[Data entries]
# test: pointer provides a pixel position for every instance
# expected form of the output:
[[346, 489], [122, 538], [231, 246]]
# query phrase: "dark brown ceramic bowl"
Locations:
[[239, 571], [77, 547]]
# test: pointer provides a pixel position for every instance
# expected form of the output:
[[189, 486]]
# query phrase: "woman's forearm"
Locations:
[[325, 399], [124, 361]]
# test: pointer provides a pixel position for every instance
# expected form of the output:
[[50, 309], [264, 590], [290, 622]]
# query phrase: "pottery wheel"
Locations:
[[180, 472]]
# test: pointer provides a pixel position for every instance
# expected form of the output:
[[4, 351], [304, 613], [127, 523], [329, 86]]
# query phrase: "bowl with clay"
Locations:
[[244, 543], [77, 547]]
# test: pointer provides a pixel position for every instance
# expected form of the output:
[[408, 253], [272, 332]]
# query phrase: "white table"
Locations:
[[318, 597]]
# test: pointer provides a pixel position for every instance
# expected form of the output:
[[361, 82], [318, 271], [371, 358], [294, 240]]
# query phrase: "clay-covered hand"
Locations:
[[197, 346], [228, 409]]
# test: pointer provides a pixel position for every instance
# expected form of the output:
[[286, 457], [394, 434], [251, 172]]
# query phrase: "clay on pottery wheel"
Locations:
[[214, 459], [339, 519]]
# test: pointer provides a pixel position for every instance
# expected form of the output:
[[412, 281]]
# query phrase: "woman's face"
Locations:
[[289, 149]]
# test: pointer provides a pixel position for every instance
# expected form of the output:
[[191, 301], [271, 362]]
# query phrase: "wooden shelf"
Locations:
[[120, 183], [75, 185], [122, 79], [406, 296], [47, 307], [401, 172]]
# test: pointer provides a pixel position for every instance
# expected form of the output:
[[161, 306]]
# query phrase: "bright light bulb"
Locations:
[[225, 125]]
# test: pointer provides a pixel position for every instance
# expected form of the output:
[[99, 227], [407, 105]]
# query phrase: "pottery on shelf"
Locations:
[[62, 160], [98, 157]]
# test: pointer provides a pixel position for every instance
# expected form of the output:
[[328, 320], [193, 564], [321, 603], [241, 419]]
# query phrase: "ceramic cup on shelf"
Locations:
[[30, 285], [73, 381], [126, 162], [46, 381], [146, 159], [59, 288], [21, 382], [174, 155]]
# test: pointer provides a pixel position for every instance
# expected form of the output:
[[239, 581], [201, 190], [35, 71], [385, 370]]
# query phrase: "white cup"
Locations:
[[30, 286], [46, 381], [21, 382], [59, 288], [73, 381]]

Work to complete ->
Substitute "Coordinates" for "Locations" in the stretch from the start of the material through the line containing "[[180, 472]]", and write out those lines with nothing else changed.

Solution below ->
# test: pointer provides a pixel position for every instance
# expected form of the output:
[[346, 489], [122, 538], [231, 246]]
# query phrase: "dark brown ceramic bowl"
Coordinates:
[[239, 571], [77, 547]]
# test: pointer provides a pixel position for every instance
# expected form of the output:
[[189, 486]]
# query phrase: "woman's forearm"
Coordinates:
[[325, 399], [124, 361]]
# test: pointer provides a pixel position for every instance
# expected form of the output:
[[50, 309], [264, 590], [290, 622]]
# query phrase: "pottery wheel"
Coordinates:
[[180, 472]]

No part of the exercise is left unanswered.